- Short task
Rewrite all of the data below, replacing "What bounding box encloses" with "Which bounding box surrounds" and changing nothing else. Leave the pictures out of your answer.
***** Listing *****
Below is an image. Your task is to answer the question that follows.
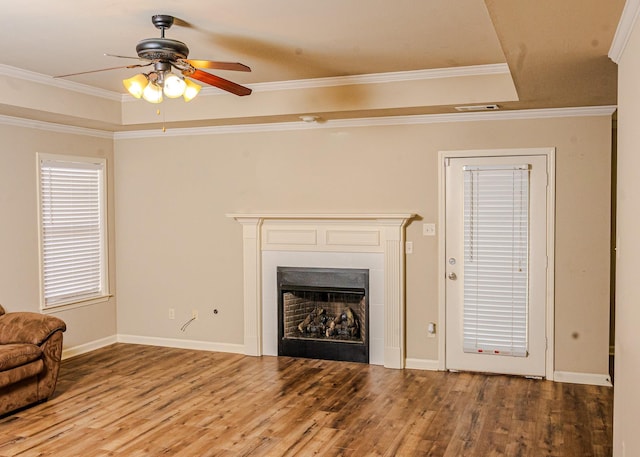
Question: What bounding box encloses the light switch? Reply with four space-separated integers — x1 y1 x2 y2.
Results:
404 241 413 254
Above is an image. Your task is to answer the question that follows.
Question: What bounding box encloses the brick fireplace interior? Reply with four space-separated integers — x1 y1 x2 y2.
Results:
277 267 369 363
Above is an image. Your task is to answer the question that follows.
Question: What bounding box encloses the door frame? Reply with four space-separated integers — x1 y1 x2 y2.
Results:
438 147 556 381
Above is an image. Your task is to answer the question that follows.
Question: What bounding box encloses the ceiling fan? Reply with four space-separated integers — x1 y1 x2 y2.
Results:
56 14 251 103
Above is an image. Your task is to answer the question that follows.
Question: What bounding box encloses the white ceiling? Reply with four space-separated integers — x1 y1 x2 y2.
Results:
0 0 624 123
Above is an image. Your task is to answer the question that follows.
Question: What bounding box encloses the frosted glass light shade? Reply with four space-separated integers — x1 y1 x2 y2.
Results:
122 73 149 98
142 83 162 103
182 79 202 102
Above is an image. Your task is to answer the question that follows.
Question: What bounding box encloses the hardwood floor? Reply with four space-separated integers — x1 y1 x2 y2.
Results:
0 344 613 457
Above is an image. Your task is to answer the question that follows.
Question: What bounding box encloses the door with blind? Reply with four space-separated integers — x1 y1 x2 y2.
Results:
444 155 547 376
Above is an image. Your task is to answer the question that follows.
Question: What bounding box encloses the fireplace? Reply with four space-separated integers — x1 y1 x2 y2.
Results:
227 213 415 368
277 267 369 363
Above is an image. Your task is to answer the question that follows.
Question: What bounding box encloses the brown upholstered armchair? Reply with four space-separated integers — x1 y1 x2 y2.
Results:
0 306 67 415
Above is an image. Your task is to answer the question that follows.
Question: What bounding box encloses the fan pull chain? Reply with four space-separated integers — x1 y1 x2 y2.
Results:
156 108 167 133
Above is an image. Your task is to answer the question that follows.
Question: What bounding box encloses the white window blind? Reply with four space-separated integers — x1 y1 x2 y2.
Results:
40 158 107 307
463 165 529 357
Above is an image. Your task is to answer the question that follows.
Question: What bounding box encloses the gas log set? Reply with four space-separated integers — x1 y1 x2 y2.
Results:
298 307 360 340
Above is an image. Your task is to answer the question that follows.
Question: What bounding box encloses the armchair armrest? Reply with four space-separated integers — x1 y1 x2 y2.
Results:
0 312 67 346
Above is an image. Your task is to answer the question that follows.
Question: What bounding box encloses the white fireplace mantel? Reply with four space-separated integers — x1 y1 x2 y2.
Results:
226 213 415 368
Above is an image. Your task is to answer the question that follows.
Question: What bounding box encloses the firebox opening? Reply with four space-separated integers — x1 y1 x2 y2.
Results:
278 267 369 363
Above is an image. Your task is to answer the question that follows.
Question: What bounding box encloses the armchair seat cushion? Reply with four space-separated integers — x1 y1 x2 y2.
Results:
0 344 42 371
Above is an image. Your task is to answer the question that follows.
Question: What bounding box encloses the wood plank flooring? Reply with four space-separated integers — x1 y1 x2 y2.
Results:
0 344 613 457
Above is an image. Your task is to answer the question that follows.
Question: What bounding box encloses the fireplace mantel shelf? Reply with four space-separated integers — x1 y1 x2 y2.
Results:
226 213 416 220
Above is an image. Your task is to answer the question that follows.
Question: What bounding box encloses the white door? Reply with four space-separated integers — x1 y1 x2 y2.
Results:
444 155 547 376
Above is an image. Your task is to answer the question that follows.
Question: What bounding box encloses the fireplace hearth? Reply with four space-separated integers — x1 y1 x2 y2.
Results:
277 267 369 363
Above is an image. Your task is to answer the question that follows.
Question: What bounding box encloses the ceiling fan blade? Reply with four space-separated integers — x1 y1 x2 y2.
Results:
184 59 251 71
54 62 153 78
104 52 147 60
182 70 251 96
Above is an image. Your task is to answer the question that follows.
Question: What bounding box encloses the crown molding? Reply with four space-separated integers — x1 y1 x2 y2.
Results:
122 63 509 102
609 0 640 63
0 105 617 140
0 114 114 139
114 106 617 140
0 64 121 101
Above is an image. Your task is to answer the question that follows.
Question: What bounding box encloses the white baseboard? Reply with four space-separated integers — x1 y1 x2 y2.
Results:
*****
- Task result
Below is an image. Your task is to answer the question that follows.
Question: Which bounding box surrounds the light switch? Reply with four space-separated integers — x1 y1 x2 y2.
Results:
404 241 413 254
Above is an image. Your task is to answer the question that follows.
Question: Which bounding box surrounds the brick fireplace interior? Reply with four space-separated integers — x1 y1 x2 y2.
Results:
277 267 369 363
Above is an image. Your task is to answer the question that follows.
Question: Which bounding box surrounds the door frame? Reply with four space-separated integers — x1 y1 x2 y2.
Results:
438 147 556 381
Above is an image. Your task is to answer the question that follows.
Question: Which bounding box surrounds the ceiling fan? Reply with four space-separated integers — x1 y1 x2 y2.
Results:
56 14 251 103
Above is an image. Your task is to answer the question that follows.
Question: Which bounding box surrounds the white ceiling? Reply with four space-separated integers — x1 y1 x2 y2.
Results:
0 0 624 123
Above is an image. Your task is to answer the question that follows.
Question: Which bounding box surrounds the frosted glass light shade? Reply with four space-separated integers — x1 y1 x2 y2.
Results:
122 73 149 98
142 83 162 103
182 79 202 102
Above is an image. Your task is to answer the question that follows.
Question: Which bounding box surrounds the hardwood floor? Reply with four space-separated integers — x1 y1 x2 y2.
Results:
0 344 613 457
Above is an image. Your task is to answer the question that follows.
Question: Which bounding box surrounds the door with blind? Reply with four space-separated integers — x1 y1 x2 y2.
Results:
444 155 547 376
Above is an image. Your task is to answer the question that follows.
Question: Which bounding box surrounds the fireplace? Reply with four space-separated integers — x1 y1 x2 y2.
Results:
227 213 415 368
277 267 369 363
Above is an image. Your task is to answer the question that follows.
Question: Which bounding box surrounds the brown upholstered armchair? Reply with four space-separated integers — x1 y1 x2 y2.
Results:
0 306 67 415
Above is an image. Your task is to answer the question that follows.
Question: Which bounding box surrounds the fan pull chain? Reply with four space-separated integers — x1 y1 x2 y2.
Results:
156 108 167 133
Above is an image. Your task is to answer the question that follows.
Question: Which bounding box surrounds the white window blind? Reply with four space-separated integers — x1 y1 x2 y2.
Results:
40 158 107 307
463 165 529 357
Above is an image. Your task is to answer the question that follows.
Question: Which bounding box surrounds the gas log set? Reply with four space-separated integers — x1 y1 x2 y2.
Results:
298 307 360 340
Above is an image. Your task is to answer the question that follows.
Question: Which bounding box surrounds the armchair armrest? Reply with four space-separated integers — x1 y1 x2 y2.
Results:
0 312 67 346
Above is an image. Your task is to answer the question that follows.
Question: Which bounding box surrounds the white fireplace mantel? Reply with four space-separated integers — x1 y1 x2 y2.
Results:
226 213 415 368
Above is an image. Your task is to answer the question that follows.
Question: Which bounding box surrounds the firebox opening? Reply with four space-separated integers — x1 y1 x2 y2.
Results:
278 267 369 363
Above is an image. Your task is to answer the question that follows.
Question: Which bounding box surrounds the armchair seat cushion? Reply with four space-separated integers — x1 y1 x2 y2.
Results:
0 344 42 371
Above is an image. Your task is to answer the question that follows.
Question: Which bounding box surrounds the wood plank flooring? Reply with four space-separated integers — x1 y1 x2 y2.
Results:
0 344 613 457
Above is an image. Your task is to answer the question that follows.
Question: Which bounding box surrounds the fireplace mantel shelf? Reply with four space-separated integers — x1 y1 x2 y2.
Results:
226 213 416 220
Above is an image. Your task is to answer the question that follows.
Question: Which bounding box surrounds the white door? Reply with four space-separated integers — x1 y1 x2 y2.
Results:
444 155 547 376
Above is an image. Your task is to answer the question that follows.
Question: Which bounding box surrounds the fireplace hearth? Reply with four space-separated integers — x1 y1 x2 y2.
Results:
277 267 369 363
Above is an image. Your task is to answer the question that follows.
Question: Which bounding box surrounds the ceiling fan blade? Reply with four space-separated integers — x1 y1 x2 y2.
Results:
184 59 251 71
54 62 153 78
104 52 147 60
182 70 251 96
Above is an image. Your task is to answer the question that follows.
Question: Which bounding box surrounds the crown molding? Reply with four space-separated integers — x1 y1 x2 y2.
Results:
122 63 509 102
609 0 640 63
0 105 617 140
0 114 114 139
114 106 617 140
0 64 121 101
Above is an image. Your task is to answer the question that follows.
Question: Which bounding box surrounds the white baseboard? Reply with four space-separated integers — x1 y1 x2 y2.
Results:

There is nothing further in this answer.